INPUT DATA =
■ ■ ■ ■
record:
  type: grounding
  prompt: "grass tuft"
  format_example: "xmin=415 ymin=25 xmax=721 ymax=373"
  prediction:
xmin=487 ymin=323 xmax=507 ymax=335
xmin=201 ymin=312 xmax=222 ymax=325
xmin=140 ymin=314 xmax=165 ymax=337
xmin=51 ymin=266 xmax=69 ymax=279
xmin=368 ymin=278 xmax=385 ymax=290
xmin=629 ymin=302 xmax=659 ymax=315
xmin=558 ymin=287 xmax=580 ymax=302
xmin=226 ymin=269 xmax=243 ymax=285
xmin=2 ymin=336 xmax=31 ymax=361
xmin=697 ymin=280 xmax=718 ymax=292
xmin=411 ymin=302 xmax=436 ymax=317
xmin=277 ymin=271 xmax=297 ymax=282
■ ■ ■ ■
GIVEN INSTRUCTION = Please reproduce the material above with "grass tuft" renamed to "clump of grass", keeping every other character unchanged.

ANSWER TO THE EXERCISE =
record:
  type: grounding
  prompt: "clump of grass"
  format_example: "xmin=415 ymin=25 xmax=721 ymax=373"
  prediction:
xmin=487 ymin=323 xmax=507 ymax=335
xmin=201 ymin=312 xmax=222 ymax=325
xmin=140 ymin=314 xmax=165 ymax=337
xmin=51 ymin=266 xmax=69 ymax=279
xmin=368 ymin=278 xmax=385 ymax=290
xmin=629 ymin=302 xmax=659 ymax=315
xmin=558 ymin=287 xmax=580 ymax=302
xmin=226 ymin=269 xmax=243 ymax=285
xmin=2 ymin=336 xmax=31 ymax=361
xmin=697 ymin=280 xmax=718 ymax=292
xmin=411 ymin=302 xmax=436 ymax=317
xmin=277 ymin=271 xmax=297 ymax=282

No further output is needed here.